Stored entries
::::::::

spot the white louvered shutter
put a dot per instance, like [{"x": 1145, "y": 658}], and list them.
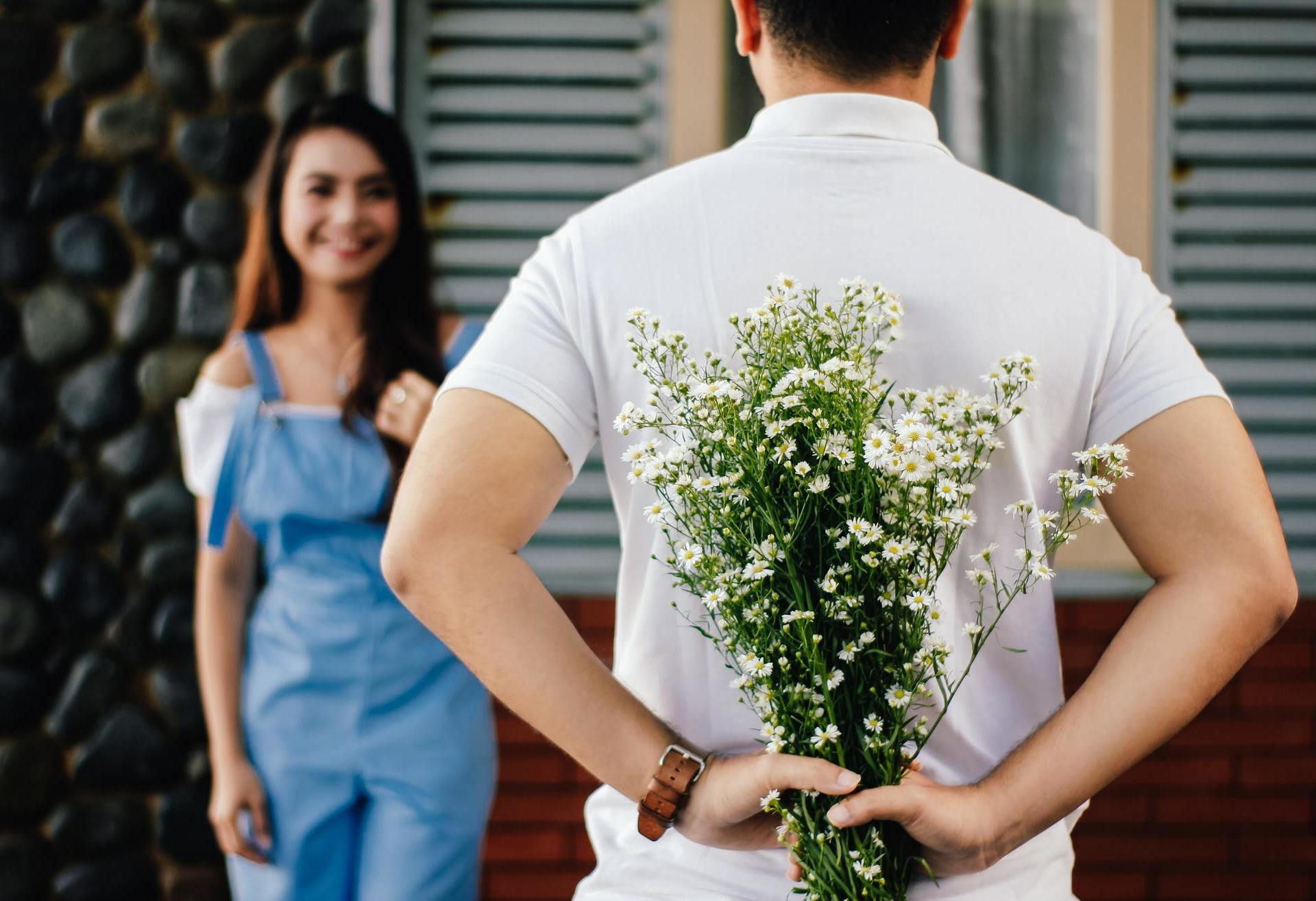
[
  {"x": 1236, "y": 224},
  {"x": 526, "y": 112}
]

::::::::

What the task asks: Output only these lines, word for word: the line containing "put a dot per" and every line after it through the last line of the data. Omit the pictures.

Solution for this problem:
put a dot per instance, like [{"x": 1145, "y": 658}], and list them.
[
  {"x": 1236, "y": 224},
  {"x": 526, "y": 112}
]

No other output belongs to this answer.